Given passage
= = =

Prostate Biopsy and the Gleason Score: What You Should Know
Deciphering the Results
Biopsied tissue is sent to a laboratory, where a pathologist views the cells under a microscope. When healthy cells become cancerous, their appearance begins to change. The more altered the cells look, the more dangerous the cancer is likely to be.
The results from a prostate biopsy are usually given in the form of the Gleason score. On the simplest level, this scoring system assigns a number from 2 to 10 to describe how abnormal the cells appear under a microscope. A score of 2 to 4 means the cells still look very much like normal cells and pose little danger of spreading quickly. A score of 8 to 10 indicates that the cells have very few features of a normal cell and are likely to be aggressive. A score of 5 to 7 indicates intermediate risk.

= = =

Given entries
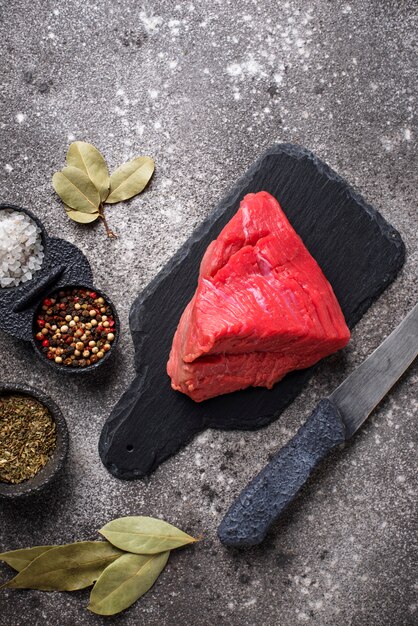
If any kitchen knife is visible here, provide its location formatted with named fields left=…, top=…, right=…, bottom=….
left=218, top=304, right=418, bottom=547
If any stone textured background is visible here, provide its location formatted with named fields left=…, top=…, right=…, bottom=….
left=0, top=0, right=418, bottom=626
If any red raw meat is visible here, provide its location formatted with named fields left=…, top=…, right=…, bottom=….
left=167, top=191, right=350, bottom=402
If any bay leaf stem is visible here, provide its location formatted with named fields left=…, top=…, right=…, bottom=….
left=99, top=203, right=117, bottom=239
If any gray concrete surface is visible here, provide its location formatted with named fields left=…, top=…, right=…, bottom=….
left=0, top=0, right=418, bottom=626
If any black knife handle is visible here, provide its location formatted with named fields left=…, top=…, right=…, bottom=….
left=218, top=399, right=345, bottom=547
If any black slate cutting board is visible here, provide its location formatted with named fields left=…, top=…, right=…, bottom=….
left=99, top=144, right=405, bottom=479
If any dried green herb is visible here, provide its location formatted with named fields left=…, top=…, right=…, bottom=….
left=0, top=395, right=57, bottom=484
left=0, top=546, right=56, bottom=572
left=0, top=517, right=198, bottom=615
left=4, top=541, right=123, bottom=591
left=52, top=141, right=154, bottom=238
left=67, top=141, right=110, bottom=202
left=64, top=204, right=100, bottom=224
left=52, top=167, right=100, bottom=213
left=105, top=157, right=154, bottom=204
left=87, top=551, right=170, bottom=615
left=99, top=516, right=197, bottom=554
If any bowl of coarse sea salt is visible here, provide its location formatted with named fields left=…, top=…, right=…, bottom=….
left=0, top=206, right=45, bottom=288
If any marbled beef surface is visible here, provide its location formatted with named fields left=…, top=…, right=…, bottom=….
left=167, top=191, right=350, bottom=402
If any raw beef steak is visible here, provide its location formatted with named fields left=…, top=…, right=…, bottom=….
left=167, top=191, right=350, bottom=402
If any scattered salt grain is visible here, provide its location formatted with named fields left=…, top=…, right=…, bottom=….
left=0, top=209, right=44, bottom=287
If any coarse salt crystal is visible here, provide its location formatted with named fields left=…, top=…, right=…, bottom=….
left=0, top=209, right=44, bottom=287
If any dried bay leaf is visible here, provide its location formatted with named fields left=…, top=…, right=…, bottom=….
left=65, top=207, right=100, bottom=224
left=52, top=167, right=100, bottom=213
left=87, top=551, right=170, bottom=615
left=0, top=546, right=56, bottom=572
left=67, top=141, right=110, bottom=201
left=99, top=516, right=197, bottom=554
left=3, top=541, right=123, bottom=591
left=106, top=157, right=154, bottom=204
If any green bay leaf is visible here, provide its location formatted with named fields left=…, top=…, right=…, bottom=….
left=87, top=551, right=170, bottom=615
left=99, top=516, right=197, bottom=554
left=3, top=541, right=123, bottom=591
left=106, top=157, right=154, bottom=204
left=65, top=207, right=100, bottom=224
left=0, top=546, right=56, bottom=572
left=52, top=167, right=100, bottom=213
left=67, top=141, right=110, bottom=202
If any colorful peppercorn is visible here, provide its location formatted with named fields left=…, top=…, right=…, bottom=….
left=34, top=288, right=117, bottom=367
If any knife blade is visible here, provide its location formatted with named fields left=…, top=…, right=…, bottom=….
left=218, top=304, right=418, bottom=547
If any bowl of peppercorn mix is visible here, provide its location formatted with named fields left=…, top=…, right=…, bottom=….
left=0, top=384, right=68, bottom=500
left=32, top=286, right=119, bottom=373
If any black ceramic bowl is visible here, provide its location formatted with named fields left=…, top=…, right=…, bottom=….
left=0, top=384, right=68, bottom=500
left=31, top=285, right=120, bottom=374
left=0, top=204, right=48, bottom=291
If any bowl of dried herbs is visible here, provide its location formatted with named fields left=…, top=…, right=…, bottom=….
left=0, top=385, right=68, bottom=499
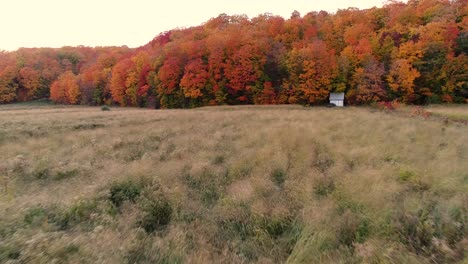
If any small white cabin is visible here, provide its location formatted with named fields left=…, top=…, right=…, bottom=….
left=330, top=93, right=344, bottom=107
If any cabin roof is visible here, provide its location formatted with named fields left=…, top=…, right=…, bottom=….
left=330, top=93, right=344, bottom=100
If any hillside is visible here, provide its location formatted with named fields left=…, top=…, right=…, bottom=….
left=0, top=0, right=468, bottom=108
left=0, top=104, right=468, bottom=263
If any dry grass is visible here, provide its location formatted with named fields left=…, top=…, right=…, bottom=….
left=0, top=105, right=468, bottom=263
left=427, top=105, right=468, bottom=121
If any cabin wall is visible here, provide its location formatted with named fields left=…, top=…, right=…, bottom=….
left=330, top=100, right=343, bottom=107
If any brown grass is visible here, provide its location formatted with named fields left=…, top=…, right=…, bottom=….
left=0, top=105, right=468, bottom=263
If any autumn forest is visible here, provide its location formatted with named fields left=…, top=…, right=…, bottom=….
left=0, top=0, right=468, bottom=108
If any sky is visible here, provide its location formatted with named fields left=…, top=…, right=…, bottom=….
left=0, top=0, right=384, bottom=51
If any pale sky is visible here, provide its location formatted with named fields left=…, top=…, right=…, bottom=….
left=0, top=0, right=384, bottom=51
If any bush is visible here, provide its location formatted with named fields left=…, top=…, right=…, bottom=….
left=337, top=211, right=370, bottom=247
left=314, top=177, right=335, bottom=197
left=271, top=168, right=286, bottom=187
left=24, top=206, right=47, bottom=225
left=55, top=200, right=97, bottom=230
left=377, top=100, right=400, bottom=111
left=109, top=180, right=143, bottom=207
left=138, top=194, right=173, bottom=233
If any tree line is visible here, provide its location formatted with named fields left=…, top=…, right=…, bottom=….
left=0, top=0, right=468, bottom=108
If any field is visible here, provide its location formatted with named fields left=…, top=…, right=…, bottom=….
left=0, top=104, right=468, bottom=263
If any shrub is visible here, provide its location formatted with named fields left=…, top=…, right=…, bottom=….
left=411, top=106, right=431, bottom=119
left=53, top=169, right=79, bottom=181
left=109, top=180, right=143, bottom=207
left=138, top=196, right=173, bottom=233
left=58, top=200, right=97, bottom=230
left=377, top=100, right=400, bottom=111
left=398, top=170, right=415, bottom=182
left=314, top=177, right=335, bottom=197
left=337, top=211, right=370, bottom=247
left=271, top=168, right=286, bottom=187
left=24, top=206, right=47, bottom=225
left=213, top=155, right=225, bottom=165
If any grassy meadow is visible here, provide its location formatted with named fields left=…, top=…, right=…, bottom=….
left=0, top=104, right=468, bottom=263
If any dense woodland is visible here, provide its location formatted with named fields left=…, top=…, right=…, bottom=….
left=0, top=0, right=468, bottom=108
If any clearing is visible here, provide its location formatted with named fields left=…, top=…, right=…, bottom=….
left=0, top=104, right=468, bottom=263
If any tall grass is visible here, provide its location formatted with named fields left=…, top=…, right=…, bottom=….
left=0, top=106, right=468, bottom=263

= = =

Assignment 1
Answer these questions from the prostate biopsy passage:
(a) Who views the biopsied cells under a microscope?
(b) What range of numbers does the Gleason score assign?
(c) What does a score of 5 to 7 indicate?
Assignment 2
Reproduce the part of the prostate biopsy passage starting at "Prostate Biopsy and" and ending at "indicates intermediate risk.".

Exercise output 1
(a) A pathologist
(b) 2 to 10
(c) Intermediate risk

Exercise output 2
Prostate Biopsy and the Gleason Score: What You Should Know
Deciphering the Results
Biopsied tissue is sent to a laboratory, where a pathologist views the cells under a microscope. When healthy cells become cancerous, their appearance begins to change. The more altered the cells look, the more dangerous the cancer is likely to be.
The results from a prostate biopsy are usually given in the form of the Gleason score. On the simplest level, this scoring system assigns a number from 2 to 10 to describe how abnormal the cells appear under a microscope. A score of 2 to 4 means the cells still look very much like normal cells and pose little danger of spreading quickly. A score of 8 to 10 indicates that the cells have very few features of a normal cell and are likely to be aggressive. A score of 5 to 7 indicates intermediate risk.